- [Aim of the task] Reproduce word for word the part of the listing that opens with its first line and closes with the line containing "top-left (149, 387), bottom-right (327, 432)", including both of those lines and nothing after them.

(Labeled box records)
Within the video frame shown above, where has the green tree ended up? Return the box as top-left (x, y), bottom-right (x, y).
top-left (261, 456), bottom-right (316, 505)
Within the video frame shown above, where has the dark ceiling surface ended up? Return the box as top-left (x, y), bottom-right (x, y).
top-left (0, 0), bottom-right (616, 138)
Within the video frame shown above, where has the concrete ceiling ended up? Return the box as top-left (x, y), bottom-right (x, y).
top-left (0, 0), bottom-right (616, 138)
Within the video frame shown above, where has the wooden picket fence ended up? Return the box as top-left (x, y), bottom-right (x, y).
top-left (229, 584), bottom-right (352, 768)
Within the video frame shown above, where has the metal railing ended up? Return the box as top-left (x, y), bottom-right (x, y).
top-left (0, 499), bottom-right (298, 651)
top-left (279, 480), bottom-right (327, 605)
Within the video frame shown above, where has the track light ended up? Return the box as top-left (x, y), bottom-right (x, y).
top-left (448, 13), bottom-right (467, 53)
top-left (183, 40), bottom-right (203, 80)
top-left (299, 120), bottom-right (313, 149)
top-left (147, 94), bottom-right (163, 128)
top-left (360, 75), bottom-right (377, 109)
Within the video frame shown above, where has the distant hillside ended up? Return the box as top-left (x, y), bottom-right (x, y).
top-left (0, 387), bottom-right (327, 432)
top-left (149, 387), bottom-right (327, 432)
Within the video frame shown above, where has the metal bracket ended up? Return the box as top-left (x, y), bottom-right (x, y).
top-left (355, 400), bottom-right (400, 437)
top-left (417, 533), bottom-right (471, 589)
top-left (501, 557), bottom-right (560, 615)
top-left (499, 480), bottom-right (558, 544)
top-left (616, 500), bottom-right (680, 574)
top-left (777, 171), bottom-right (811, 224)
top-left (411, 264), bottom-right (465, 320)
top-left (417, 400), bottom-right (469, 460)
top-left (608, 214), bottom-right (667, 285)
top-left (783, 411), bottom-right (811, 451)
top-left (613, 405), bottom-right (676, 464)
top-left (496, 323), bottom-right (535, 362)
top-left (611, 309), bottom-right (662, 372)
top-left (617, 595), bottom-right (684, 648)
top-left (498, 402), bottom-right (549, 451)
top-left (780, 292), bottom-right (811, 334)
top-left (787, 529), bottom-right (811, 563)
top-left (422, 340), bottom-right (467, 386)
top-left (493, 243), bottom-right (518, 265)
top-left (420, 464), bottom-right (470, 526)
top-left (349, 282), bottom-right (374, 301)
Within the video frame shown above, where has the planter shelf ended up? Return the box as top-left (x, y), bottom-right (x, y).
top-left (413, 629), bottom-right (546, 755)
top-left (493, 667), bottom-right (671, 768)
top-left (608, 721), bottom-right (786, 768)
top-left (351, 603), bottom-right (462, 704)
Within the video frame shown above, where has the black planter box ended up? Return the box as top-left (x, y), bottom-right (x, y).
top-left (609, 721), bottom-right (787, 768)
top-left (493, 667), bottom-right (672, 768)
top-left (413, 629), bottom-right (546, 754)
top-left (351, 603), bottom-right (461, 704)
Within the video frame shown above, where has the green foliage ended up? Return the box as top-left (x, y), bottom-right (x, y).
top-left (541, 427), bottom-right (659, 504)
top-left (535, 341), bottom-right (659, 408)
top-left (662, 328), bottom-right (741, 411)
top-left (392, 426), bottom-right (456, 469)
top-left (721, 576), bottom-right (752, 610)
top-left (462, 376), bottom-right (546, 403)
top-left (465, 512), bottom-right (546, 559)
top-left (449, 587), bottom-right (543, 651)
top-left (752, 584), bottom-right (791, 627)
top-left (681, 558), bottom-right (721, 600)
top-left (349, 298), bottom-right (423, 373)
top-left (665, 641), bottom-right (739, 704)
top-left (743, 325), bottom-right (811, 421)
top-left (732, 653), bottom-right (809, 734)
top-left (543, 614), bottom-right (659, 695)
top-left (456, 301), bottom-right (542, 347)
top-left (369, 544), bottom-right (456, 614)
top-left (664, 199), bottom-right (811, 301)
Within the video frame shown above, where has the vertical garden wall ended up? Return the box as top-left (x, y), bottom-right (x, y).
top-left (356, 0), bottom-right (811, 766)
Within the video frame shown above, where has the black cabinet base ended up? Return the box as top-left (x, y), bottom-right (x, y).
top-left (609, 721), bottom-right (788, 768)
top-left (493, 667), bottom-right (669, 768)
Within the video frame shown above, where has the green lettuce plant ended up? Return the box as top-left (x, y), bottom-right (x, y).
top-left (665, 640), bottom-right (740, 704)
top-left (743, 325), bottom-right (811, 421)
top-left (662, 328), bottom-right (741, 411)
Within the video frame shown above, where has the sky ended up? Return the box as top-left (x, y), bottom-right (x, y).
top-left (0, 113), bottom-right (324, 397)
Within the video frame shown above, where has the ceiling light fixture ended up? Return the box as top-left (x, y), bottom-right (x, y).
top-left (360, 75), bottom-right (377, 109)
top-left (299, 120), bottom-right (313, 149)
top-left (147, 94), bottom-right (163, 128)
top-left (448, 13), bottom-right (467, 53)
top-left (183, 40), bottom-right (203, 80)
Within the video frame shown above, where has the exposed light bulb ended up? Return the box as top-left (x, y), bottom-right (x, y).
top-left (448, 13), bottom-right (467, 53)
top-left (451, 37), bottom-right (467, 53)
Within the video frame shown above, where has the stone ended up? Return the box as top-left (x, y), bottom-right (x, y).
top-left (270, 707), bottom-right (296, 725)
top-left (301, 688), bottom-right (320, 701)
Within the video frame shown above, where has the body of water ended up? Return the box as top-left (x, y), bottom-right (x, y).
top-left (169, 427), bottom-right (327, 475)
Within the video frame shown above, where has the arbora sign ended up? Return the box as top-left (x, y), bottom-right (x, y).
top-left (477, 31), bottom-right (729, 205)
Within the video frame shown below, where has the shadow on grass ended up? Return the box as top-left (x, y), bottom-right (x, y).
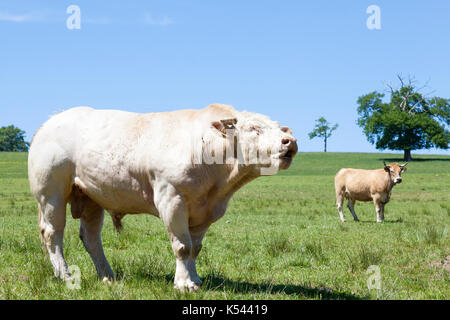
top-left (357, 218), bottom-right (404, 224)
top-left (202, 274), bottom-right (369, 300)
top-left (116, 272), bottom-right (370, 300)
top-left (378, 158), bottom-right (450, 163)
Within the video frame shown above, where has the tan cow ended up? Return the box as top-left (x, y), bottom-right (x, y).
top-left (28, 104), bottom-right (297, 291)
top-left (334, 163), bottom-right (407, 222)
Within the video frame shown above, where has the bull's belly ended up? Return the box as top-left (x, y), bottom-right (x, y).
top-left (75, 177), bottom-right (158, 215)
top-left (345, 190), bottom-right (372, 201)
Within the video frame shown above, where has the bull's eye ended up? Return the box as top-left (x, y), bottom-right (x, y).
top-left (250, 126), bottom-right (262, 135)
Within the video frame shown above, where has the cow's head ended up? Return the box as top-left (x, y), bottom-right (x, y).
top-left (212, 111), bottom-right (298, 175)
top-left (383, 161), bottom-right (408, 184)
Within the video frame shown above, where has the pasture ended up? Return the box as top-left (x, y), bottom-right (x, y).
top-left (0, 153), bottom-right (450, 299)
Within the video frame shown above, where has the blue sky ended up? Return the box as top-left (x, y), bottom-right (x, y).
top-left (0, 0), bottom-right (450, 154)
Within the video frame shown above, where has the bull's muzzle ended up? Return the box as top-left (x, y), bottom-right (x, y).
top-left (280, 137), bottom-right (298, 169)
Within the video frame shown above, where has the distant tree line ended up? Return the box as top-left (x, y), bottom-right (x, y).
top-left (0, 125), bottom-right (30, 152)
top-left (309, 75), bottom-right (450, 161)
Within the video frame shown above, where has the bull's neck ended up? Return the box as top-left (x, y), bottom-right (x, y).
top-left (385, 171), bottom-right (394, 193)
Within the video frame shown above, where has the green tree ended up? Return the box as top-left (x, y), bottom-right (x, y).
top-left (357, 76), bottom-right (450, 161)
top-left (309, 117), bottom-right (338, 152)
top-left (0, 125), bottom-right (30, 152)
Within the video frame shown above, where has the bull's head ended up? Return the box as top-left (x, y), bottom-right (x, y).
top-left (212, 112), bottom-right (298, 175)
top-left (383, 161), bottom-right (408, 184)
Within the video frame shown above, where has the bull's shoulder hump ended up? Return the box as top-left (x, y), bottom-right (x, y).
top-left (203, 103), bottom-right (237, 117)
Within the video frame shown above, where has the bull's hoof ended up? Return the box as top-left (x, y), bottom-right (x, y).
top-left (173, 280), bottom-right (201, 292)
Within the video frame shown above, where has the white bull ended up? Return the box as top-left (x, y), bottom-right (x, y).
top-left (28, 104), bottom-right (297, 291)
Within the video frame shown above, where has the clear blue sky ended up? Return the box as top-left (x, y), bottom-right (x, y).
top-left (0, 0), bottom-right (450, 154)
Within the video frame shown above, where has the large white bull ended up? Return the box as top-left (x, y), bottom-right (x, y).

- [Answer to this task]
Within the video frame shown above, where has the green tree ended up? Return the box as top-left (x, y), bottom-right (x, y).
top-left (261, 456), bottom-right (316, 505)
Within the video frame shown above, where has the dark ceiling surface ended up? Return the box as top-left (x, y), bottom-right (x, y).
top-left (0, 0), bottom-right (616, 138)
Within the video frame shown above, where has the concrete ceiling ended up? Return the box as top-left (x, y), bottom-right (x, y).
top-left (0, 0), bottom-right (616, 138)
Within the video frame shown above, where has the wooden picket fence ended up? Return the box as top-left (x, y), bottom-right (x, y).
top-left (229, 584), bottom-right (352, 768)
Within the video frame shown above, where has the metal railing ended up? Return the box as top-left (x, y), bottom-right (x, y).
top-left (0, 499), bottom-right (298, 651)
top-left (279, 480), bottom-right (327, 605)
Within the video frame shown above, where has the track light ended up? Return the box as top-left (x, y), bottom-right (x, y).
top-left (448, 13), bottom-right (467, 53)
top-left (183, 40), bottom-right (203, 80)
top-left (299, 120), bottom-right (313, 149)
top-left (147, 94), bottom-right (163, 128)
top-left (360, 75), bottom-right (377, 109)
Within the video frame shown above, where has the distant hillside ended up? Return the box as top-left (x, y), bottom-right (x, y).
top-left (0, 387), bottom-right (327, 432)
top-left (149, 387), bottom-right (327, 432)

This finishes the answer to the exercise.